Dataset records on object locations:
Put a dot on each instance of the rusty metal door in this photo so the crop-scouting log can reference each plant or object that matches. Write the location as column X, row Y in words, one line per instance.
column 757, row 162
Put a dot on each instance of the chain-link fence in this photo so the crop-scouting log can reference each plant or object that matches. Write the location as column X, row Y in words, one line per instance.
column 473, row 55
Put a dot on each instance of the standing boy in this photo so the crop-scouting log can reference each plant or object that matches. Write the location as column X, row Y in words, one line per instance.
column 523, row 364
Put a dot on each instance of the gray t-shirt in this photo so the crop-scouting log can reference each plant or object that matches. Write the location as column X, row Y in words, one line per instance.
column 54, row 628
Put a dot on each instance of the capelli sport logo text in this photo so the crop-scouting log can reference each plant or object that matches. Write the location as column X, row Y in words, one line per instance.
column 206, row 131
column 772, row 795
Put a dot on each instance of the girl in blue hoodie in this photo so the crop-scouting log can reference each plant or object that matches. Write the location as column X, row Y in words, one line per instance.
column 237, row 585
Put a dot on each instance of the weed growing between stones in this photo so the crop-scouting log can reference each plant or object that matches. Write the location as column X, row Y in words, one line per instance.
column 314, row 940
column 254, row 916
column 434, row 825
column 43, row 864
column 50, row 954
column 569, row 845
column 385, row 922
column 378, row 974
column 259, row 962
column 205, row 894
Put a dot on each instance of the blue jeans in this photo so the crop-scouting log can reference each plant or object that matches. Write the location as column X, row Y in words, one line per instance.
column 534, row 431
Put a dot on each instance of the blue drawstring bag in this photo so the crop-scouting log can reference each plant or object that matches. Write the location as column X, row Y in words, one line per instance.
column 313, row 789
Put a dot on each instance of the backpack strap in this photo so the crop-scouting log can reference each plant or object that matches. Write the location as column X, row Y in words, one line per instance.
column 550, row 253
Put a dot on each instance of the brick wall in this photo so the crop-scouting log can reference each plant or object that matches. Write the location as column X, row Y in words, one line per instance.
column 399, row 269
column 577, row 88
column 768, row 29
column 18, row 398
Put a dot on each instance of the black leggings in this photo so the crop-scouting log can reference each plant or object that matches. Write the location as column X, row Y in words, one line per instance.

▶ **Short task**
Turn all of the records above into a numbered list, leaving out any blank lines.

▶ **Output**
1. Put a dot on each instance of the rusty metal door in this photo so the crop-scouting log can reference each plant or object that matches. Write the location as column X, row Y in words, one line per instance.
2. column 757, row 162
3. Put a dot on each instance of the chain-link fence in this photo so the crop-scouting log can reference each plant or object that matches. Write the location as column X, row Y in words, one line per instance.
4. column 473, row 55
5. Put a dot on each instance of the standing boy in this photo so the crop-scouting log can reference each plant or object that matches. Write the location as column X, row Y in words, one line per instance.
6. column 523, row 364
7. Put a dot on each instance of the gray t-shirt in this photo so the crop-scouting log can reference each plant or object that matches. Write the location as column X, row Y in words, one line per instance.
8. column 54, row 628
9. Put a dot on each instance of the capelli sport logo text in this photo so the crop-scouting log can reference each plant or object that matches. Write the location as column X, row Y in words, one line per instance.
10. column 206, row 131
11. column 772, row 795
12. Put a dot on each instance of the girl in blue hoodie in this photo so the crop-scouting log can reference each plant or object that matches. Write the location as column X, row Y in words, one line per instance.
13. column 237, row 585
14. Put a dot on each instance of the weed growing between stones in this photo so the crop-scouting log can reference each plant or object that matches. Write the location as column X, row Y in words, one line per instance.
15. column 314, row 940
16. column 254, row 916
17. column 434, row 825
18. column 43, row 864
19. column 50, row 954
20. column 569, row 845
21. column 385, row 922
22. column 378, row 974
23. column 259, row 962
24. column 205, row 894
25. Put a dot on each instance of the blue jeans in this photo so the crop-scouting log can reference each plant or object that matches. Write the location as column X, row Y in words, one line per instance.
26. column 534, row 431
27. Put a dot on each instance of the blue drawstring bag in this photo so the crop-scouting log can reference each plant or object that matches. Write the location as column X, row Y in words, one line per instance.
28. column 313, row 789
29. Put a dot on each instance of the backpack strap in this photo so the crop-scouting log can reference each plant or object that matches. Write the location as column X, row Y in words, one line per instance.
30. column 550, row 253
31. Put a dot on each instance of the brick wall in this photo so the crop-scouting log can reference each plant or object that matches. Write the location as column X, row Y in words, one line per instance.
32. column 399, row 269
33. column 577, row 88
34. column 768, row 29
35. column 18, row 398
36. Put a dot on each instance of the black leggings in this photo so the crop-scouting log can reference each plant or object that matches. Write the location as column X, row Y in words, one line per instance.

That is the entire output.